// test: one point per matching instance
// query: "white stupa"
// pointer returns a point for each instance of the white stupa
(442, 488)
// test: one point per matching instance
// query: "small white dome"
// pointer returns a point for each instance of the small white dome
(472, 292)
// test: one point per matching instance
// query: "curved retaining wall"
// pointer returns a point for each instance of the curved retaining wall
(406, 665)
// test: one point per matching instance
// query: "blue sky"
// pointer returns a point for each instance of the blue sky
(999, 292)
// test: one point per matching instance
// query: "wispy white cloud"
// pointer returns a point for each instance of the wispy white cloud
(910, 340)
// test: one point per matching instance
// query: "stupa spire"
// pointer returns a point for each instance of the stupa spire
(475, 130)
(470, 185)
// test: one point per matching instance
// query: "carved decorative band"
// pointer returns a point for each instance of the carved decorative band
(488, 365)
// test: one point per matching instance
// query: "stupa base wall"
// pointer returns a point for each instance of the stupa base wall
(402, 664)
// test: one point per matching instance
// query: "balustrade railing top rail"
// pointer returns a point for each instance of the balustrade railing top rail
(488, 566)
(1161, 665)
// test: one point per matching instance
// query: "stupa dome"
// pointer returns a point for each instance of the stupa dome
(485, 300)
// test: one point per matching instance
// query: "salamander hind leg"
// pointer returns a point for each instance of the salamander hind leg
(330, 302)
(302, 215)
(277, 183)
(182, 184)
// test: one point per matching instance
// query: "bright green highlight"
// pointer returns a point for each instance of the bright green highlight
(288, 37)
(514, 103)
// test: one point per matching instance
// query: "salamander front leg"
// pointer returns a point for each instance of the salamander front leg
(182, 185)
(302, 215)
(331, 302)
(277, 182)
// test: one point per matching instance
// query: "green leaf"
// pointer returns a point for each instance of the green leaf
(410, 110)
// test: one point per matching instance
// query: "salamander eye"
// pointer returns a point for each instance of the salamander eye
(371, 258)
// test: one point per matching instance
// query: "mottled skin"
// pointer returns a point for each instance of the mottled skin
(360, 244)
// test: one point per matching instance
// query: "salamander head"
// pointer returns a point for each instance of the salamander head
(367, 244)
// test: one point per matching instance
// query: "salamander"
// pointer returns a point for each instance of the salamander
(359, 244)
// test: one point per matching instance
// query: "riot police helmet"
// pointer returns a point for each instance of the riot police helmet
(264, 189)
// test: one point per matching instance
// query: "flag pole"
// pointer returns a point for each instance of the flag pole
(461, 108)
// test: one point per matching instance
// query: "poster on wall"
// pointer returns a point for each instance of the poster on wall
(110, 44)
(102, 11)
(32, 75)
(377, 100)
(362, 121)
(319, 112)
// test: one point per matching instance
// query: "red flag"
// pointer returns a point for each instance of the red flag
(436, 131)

+-------+

> **Problem to work on**
Reproduce the full listing above, character for character.

> **Exercise response**
// test: one point per matching instance
// query: "white stupa"
// pointer returns a point for each instance of the white stupa
(442, 488)
// test: one point per matching instance
// query: "small white dome"
// pointer returns a point for each instance of the small white dome
(472, 292)
// test: one point per matching instance
// query: "curved retaining wall"
// pointer returns a point for each instance of the curved retaining wall
(406, 665)
// test: one point per matching instance
// query: "blue sky"
// pointer returns a point for each instance of the blue sky
(999, 292)
// test: one point per matching instance
// query: "wispy white cloud"
// pointer returns a point for each instance of the wispy white cloud
(910, 340)
// test: one point per matching instance
// query: "stupa spire"
// pointer returns a point for each instance of the stupa spire
(475, 130)
(470, 185)
// test: one point per matching instance
// query: "carved decorative band"
// pointer returns a point for each instance of the carved decorative band
(488, 365)
// test: one point per matching instance
// query: "stupa base wall"
// pointer returns a point for each instance of the stupa base wall
(402, 664)
// test: one point per matching instance
// query: "balustrade railing top rail"
// pointer returns a point for each instance of the balustrade railing top rail
(488, 566)
(1161, 665)
// test: one point per matching instance
// query: "stupa dome"
// pointer returns a point for each instance of the stupa dome
(485, 300)
// test: one point per matching instance
// query: "salamander hind leg"
// pointer returns a point for each instance of the salamander hind leg
(330, 302)
(302, 215)
(277, 183)
(182, 184)
// test: one point per matching instance
// query: "bright green highlight"
// pointer returns a point for each instance of the bright green highlight
(288, 37)
(514, 103)
// test: one point per matching instance
// query: "salamander front leg"
// pointer returns a point for each instance of the salamander front leg
(182, 185)
(302, 215)
(331, 302)
(277, 182)
// test: one point per matching instance
// query: "green leaf"
// pointer returns a point for each instance of the green leaf
(410, 110)
// test: one point per matching instance
// query: "salamander eye"
// pointer returns a point for each instance of the salamander eye
(371, 258)
// test: one point per matching instance
// query: "mottled skin"
// pointer returns a point for each instance of the mottled skin
(360, 244)
// test: one point per matching instance
// query: "salamander head"
// pointer returns a point for each instance of the salamander head
(367, 244)
// test: one point per matching instance
// query: "salamander"
// pointer returns a point for each instance of the salamander
(359, 244)
// test: one point per matching instance
// query: "riot police helmet"
// pointer returns a point for each instance of the riot police helmet
(264, 189)
// test: one point per matching instance
// query: "flag pole"
// pointer returns a point for each instance of the flag pole
(461, 108)
// test: one point per matching instance
// query: "poster on wall"
// pointer returns a point for each instance of the poster on wall
(110, 44)
(102, 11)
(32, 75)
(377, 100)
(362, 121)
(319, 112)
// test: one point per matching instance
// query: "red flag"
// pointer returns a point for each instance of the red flag
(436, 131)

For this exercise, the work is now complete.